* _Passage_:
....................

Newswise — ANN ARBOR, Mich. – The number of babies born with drug withdrawal symptoms from opioids grew substantially faster in rural communities than in cities, a new study suggests.

Newborns exposed to opioids in the womb and who experience withdrawal symptoms after birth (known as neonatal abstinence syndrome) are more likely to have seizures, low birthweight, breathing, sleeping and feeding problems.

The study, published today in JAMA Pediatrics, highlights a dramatic and disproportional rise in opioid-related complications among rural pregnant women and their infants. Researchers from the University of Michigan C.S. Mott Children’s Hospital and Monroe Carell Jr. Children’s Hospital at Vanderbilt University tracked newborns treated for opioid-related issues over 10 years.

They found that in rural areas, the rate of newborns diagnosed with neonatal abstinence syndrome increased from nearly one case per 1,000 births from 2003-2004 to 7.5 from 2012-2013. That’s a surge nearly 80 percent higher than the growth rate of such cases in urban communities.

“The opioid epidemic has hit rural communities especially hard and we found that these geographical disparities also affect pregnant women and infants,” says lead author and Mott pediatrician Nicole Villapiano, M.D.

....................

* _Information given_:
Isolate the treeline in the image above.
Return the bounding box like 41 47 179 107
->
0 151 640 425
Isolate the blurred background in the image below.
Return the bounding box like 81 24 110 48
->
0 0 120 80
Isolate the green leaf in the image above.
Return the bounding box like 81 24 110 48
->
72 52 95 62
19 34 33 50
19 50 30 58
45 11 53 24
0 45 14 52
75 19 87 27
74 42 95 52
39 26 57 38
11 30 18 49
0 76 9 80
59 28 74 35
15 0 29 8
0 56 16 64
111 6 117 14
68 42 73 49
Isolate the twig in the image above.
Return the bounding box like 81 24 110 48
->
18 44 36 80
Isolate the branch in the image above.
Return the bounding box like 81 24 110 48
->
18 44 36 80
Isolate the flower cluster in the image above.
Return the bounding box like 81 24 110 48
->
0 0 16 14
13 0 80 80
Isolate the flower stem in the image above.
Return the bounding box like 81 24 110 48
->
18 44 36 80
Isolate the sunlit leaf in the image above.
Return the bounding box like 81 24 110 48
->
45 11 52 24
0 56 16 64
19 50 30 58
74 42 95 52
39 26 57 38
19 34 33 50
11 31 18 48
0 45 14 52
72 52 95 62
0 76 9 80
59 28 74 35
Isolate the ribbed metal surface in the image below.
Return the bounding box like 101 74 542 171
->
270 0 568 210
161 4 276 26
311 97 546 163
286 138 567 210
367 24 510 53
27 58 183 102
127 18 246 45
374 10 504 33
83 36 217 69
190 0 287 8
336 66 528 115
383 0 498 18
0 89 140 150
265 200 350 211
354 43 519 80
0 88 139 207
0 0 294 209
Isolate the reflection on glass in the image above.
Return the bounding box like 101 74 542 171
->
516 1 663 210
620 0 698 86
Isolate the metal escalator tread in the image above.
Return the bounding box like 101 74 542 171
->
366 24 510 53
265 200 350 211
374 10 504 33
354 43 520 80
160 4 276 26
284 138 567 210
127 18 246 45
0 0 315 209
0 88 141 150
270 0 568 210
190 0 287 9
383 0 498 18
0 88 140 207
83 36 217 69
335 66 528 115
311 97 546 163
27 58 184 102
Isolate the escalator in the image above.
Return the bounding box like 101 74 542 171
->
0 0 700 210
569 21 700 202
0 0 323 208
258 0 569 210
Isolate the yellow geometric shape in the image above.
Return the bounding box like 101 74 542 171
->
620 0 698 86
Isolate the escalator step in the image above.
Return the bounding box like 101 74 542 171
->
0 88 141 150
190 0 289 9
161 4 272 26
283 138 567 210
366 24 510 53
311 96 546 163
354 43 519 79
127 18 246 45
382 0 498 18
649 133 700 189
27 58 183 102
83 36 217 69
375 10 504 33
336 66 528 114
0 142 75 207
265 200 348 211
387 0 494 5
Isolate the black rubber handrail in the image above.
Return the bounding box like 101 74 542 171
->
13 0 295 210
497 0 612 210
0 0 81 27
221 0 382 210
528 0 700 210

....................

* _What this exercise asks_:
1 > Answer these questions using the passage:
(a) What term does it give for withdrawal symptoms in newborns exposed to opioids in the womb?
(b) In which journal was the study published?
(c) Over how many years did the researchers track newborns?
2 > The passage lists conditions that newborns with opioid withdrawal symptoms are more likely to have. List all of them.
3 > Retype the part of the passage starting at "Newswise — ANN" and ending at "and feeding problems.".

* _Answers_:
1 >
(a) Neonatal abstinence syndrome
(b) JAMA Pediatrics
(c) 10 years

2 >
- Seizures
- Low birthweight
- Breathing problems
- Sleeping problems
- Feeding problems

3 >
Newswise — ANN ARBOR, Mich. – The number of babies born with drug withdrawal symptoms from opioids grew substantially faster in rural communities than in cities, a new study suggests.

Newborns exposed to opioids in the womb and who experience withdrawal symptoms after birth (known as neonatal abstinence syndrome) are more likely to have seizures, low birthweight, breathing, sleeping and feeding problems.